[GIVEN RECORDS — start]

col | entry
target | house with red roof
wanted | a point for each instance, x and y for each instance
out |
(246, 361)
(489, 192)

[GIVEN RECORDS — finish]

• [TASK REQUIREMENTS]: Repeat every entry word for word.

• [SOLUTION FOR THIS PROBLEM]:
col | entry
target | house with red roof
wanted | a point for each instance, x and y for each instance
out |
(246, 361)
(489, 192)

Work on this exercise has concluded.